## EXERCISE DESCRIPTION:
Count how many lines of the listing below contain the word "supposed", and give only that number.

[Coordinate annotation entries]
-------

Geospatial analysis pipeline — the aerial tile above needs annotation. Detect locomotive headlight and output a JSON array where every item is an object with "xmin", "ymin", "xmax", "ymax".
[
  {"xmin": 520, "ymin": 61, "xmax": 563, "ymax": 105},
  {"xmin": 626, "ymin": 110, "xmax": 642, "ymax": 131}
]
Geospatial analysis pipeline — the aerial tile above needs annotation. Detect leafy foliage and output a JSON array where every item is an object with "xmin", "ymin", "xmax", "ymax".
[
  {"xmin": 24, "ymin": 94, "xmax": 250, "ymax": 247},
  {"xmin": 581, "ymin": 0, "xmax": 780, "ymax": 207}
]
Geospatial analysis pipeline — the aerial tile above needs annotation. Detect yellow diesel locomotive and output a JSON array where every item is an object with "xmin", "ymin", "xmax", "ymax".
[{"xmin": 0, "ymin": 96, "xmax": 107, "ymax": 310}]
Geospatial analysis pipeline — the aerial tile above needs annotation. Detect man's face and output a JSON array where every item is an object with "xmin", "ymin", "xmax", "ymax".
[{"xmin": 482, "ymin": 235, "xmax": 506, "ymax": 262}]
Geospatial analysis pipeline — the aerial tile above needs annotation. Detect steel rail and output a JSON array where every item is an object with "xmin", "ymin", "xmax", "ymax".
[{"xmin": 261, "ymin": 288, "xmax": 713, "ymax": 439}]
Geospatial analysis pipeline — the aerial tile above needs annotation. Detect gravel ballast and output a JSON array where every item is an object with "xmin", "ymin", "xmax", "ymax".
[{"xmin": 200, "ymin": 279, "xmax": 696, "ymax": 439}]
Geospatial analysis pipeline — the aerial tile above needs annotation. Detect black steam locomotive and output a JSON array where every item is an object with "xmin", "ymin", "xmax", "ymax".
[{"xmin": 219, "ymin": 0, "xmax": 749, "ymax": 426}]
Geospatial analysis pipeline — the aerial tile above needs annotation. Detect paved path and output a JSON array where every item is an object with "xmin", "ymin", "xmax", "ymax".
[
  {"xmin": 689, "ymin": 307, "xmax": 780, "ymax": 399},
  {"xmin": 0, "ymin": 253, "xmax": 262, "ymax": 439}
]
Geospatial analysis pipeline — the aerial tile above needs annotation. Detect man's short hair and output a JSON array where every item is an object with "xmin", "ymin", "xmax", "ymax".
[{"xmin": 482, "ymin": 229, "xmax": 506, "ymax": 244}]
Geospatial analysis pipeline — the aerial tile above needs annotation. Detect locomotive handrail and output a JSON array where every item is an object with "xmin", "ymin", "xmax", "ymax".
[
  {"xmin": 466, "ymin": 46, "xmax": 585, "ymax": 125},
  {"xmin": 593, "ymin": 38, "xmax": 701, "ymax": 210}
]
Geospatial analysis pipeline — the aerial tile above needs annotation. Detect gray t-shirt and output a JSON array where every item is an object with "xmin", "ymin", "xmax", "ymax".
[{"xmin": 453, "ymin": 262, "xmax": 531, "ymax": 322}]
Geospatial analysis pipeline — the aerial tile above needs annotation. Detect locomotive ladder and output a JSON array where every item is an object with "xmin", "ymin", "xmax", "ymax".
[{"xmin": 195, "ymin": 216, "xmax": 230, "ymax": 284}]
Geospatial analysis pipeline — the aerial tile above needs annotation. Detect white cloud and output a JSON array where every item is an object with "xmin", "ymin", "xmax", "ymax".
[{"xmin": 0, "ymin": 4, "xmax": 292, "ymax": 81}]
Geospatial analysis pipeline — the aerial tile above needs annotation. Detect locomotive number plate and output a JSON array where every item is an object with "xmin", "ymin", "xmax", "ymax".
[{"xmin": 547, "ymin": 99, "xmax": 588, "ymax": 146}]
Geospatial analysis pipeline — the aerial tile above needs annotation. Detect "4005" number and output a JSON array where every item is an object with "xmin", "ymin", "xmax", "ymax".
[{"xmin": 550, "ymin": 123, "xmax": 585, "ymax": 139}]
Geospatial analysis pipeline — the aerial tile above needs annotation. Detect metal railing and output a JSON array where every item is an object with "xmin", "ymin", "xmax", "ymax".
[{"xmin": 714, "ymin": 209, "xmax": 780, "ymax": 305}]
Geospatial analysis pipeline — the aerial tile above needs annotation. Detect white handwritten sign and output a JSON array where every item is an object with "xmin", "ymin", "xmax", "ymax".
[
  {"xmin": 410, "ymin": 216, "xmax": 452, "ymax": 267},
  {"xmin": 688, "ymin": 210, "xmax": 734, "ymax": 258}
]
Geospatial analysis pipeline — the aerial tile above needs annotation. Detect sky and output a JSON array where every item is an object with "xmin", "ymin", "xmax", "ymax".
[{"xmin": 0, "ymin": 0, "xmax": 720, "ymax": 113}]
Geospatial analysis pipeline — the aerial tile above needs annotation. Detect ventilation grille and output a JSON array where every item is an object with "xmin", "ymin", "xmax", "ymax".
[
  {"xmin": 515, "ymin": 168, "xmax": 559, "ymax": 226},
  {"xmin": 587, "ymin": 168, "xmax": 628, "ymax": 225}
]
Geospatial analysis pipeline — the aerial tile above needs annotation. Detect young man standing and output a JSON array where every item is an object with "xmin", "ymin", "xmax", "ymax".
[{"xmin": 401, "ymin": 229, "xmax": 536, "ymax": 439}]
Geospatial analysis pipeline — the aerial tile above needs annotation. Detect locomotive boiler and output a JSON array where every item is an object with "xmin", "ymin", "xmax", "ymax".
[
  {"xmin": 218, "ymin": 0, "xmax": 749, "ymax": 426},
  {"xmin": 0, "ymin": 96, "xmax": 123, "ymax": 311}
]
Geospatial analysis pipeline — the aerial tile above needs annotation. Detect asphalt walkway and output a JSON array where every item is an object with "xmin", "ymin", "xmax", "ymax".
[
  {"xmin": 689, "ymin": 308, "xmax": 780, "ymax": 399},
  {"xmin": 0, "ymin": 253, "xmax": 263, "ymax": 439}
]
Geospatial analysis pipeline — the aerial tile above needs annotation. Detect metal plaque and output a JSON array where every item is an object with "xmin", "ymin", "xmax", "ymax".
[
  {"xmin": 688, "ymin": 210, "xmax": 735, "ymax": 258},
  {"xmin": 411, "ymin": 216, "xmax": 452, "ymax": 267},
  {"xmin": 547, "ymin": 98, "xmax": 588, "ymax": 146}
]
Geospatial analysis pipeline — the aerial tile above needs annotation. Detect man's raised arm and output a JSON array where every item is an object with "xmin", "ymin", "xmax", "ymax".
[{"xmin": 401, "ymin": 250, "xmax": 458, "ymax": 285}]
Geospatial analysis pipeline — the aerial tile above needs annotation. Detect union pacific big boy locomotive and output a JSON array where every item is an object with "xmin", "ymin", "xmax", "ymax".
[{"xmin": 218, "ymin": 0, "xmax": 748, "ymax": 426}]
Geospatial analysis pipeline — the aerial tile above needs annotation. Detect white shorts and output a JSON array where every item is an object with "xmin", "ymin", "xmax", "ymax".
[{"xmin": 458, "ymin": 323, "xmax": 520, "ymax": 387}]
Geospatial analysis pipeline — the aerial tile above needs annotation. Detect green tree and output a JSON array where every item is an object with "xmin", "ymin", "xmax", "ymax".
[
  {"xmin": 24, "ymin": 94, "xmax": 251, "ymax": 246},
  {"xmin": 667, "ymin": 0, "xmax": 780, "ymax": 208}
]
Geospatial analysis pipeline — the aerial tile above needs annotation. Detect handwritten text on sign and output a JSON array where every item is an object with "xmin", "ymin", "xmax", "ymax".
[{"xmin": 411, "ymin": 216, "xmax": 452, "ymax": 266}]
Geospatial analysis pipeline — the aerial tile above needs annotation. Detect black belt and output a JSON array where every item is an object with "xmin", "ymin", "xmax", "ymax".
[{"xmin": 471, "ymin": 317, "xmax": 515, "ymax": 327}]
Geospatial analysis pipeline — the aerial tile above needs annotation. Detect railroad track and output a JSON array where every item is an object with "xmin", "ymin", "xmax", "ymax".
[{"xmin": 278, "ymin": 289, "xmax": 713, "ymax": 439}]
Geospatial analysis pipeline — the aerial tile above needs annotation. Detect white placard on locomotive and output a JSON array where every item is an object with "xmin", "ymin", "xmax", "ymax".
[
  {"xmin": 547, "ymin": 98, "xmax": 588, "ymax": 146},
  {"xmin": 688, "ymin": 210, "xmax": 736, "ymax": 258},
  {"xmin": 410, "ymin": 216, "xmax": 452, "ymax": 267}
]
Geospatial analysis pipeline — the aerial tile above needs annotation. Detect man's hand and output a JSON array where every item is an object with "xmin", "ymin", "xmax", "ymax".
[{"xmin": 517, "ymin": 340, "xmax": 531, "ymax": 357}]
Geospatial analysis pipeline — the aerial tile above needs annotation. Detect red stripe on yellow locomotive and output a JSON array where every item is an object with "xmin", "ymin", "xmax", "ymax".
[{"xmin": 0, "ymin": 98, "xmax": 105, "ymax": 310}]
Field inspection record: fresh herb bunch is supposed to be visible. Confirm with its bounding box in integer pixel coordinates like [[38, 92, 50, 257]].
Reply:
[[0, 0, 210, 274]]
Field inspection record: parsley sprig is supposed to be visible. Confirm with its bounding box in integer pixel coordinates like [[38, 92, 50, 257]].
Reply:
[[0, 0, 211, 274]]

-------

## TASK OUTPUT:
2